== DATASET ==

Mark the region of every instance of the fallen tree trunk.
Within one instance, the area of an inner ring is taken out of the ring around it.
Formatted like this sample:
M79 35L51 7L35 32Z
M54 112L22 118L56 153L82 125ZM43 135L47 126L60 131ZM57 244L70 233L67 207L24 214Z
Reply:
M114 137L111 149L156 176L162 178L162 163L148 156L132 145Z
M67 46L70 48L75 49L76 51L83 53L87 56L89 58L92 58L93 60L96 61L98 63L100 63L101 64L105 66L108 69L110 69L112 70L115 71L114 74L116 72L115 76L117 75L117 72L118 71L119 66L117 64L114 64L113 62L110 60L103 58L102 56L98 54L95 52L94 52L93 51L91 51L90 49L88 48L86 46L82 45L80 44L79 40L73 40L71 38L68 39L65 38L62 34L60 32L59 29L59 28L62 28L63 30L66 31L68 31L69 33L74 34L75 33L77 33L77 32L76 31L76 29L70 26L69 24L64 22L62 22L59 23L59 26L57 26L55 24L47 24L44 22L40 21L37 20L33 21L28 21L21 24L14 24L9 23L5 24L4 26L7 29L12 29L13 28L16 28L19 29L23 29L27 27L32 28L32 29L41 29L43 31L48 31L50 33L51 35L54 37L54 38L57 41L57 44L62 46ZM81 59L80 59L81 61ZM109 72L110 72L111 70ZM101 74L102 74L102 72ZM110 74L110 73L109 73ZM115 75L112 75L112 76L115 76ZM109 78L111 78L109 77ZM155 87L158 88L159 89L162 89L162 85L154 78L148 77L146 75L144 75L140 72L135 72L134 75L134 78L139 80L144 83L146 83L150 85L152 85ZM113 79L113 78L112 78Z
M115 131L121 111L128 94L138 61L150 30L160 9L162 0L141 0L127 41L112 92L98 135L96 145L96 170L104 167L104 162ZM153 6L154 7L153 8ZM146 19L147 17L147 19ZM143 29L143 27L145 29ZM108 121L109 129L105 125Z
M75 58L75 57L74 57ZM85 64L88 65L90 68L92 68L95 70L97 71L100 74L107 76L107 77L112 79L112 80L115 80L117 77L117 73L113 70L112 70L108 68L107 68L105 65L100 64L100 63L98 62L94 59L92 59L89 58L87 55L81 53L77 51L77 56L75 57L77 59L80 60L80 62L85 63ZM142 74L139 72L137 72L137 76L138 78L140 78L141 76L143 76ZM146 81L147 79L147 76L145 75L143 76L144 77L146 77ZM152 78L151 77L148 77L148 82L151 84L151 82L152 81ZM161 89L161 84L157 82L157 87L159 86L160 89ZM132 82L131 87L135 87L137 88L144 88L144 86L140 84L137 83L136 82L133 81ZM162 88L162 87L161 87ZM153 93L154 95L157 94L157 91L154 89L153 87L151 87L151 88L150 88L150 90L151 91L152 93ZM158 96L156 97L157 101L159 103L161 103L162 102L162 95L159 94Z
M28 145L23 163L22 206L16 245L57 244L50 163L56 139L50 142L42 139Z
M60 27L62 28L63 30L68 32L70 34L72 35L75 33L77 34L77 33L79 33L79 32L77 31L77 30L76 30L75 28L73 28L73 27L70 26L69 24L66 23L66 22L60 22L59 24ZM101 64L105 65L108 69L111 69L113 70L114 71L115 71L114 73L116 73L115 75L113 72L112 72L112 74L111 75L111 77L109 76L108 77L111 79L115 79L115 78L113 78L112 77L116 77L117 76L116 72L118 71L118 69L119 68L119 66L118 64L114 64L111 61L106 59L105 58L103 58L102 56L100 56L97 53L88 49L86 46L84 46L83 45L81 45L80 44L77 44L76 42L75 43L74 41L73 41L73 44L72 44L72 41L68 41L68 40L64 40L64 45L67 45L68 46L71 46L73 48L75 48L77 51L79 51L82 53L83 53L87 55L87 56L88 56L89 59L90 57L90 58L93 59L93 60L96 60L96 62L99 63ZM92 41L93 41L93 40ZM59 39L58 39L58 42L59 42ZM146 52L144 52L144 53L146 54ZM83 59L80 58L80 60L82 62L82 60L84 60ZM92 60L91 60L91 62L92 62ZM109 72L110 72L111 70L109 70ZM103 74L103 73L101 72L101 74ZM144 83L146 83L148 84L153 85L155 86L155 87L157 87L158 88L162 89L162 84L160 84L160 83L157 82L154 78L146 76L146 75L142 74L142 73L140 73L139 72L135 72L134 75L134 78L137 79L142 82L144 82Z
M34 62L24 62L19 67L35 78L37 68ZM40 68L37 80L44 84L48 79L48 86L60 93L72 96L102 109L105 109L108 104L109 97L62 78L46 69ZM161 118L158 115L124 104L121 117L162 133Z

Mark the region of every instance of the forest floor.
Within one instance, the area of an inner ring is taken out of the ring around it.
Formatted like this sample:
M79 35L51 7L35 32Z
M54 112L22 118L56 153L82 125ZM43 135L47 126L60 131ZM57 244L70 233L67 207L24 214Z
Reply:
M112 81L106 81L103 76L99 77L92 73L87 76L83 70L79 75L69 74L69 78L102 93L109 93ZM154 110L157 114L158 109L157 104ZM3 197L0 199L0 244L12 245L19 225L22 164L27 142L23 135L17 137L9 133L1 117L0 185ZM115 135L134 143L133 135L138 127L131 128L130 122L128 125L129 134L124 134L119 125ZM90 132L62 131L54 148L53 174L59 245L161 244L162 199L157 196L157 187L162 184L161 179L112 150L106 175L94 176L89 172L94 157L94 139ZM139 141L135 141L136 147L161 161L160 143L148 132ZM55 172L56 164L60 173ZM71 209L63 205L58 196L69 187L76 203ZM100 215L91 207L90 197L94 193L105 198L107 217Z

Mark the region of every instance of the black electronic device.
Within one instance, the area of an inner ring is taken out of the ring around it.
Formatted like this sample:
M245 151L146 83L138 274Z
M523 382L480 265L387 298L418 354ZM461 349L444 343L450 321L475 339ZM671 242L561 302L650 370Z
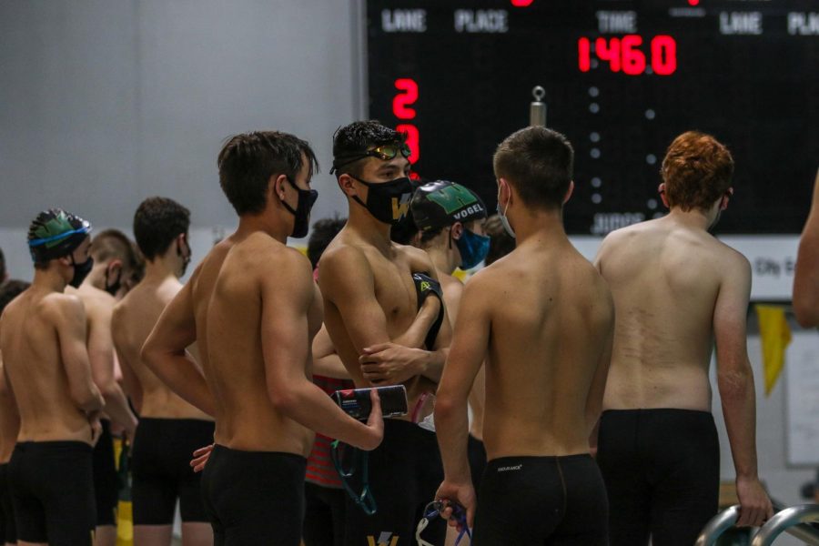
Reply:
M383 417L407 415L407 389L403 385L374 387L374 389L378 391L381 401ZM350 417L366 420L372 410L372 401L369 399L371 390L372 389L346 389L335 391L332 397L341 410Z

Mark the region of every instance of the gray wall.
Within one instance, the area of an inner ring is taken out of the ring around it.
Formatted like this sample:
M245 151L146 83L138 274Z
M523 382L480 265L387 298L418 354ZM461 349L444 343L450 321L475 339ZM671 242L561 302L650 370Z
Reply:
M310 141L323 164L313 217L346 214L327 171L333 131L365 113L359 10L359 0L0 3L0 248L13 276L31 277L25 228L42 208L127 229L156 194L190 207L201 257L214 227L236 223L218 187L220 143L250 129ZM758 339L749 349L760 389ZM786 467L783 400L781 387L758 399L760 467L795 503L812 472Z
M316 217L346 207L327 171L333 131L363 114L358 5L0 3L0 228L52 206L127 226L156 194L186 204L195 226L232 226L217 154L262 128L313 145Z

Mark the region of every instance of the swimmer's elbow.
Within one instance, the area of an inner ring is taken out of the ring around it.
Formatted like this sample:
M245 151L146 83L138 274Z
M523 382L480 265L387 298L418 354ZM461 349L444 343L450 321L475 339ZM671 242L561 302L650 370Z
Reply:
M453 397L440 395L435 399L435 421L444 422L451 420L464 404L460 404Z
M86 389L73 389L71 399L77 408L86 413L99 411L105 406L102 393L93 383Z
M753 374L751 367L737 367L731 370L717 372L717 386L720 398L725 400L744 399L753 390Z
M284 415L289 415L298 405L298 393L295 389L288 389L284 385L269 387L268 397L270 399L273 408Z

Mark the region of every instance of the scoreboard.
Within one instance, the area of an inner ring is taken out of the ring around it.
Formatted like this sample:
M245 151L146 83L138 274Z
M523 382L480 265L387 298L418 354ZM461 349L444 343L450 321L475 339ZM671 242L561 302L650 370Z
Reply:
M530 124L575 150L571 234L664 214L660 167L683 131L736 163L718 230L802 229L819 167L819 0L368 0L369 116L410 135L413 170L476 190Z

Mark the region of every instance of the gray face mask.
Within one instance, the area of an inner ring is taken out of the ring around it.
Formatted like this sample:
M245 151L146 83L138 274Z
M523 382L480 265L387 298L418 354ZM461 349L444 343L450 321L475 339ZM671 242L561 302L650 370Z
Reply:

===

*EXERCISE*
Print the lines of the listing again, unchanged, starting with the line that contains "Mark the region of every instance of the scoreboard." and going on through the end of the listing.

*RESPONSE TO THE EXERCISE*
Mark the region of every instance of the scoreboard.
Within one instance, the area of an inner ring is taken out of the ring around it.
Formatted like this sample:
M245 151L146 83L138 274Z
M523 382L480 265L387 298L418 354ZM461 349L444 343L450 321L475 339ZM671 242L561 302L650 370Z
Reply:
M530 124L575 150L571 234L664 214L660 167L683 131L736 163L718 230L802 229L819 167L819 0L368 0L369 116L410 135L413 170L476 190Z

Mark the region of every instance of the gray face mask.
Within one instance, the area of an inner ring is taken out of the ring around it.
Formatted like this sample:
M245 151L146 83L138 274Z
M523 382L480 265L387 298L418 354ZM461 349L444 343L450 321L475 339ZM671 242L561 302L650 370Z
Reply:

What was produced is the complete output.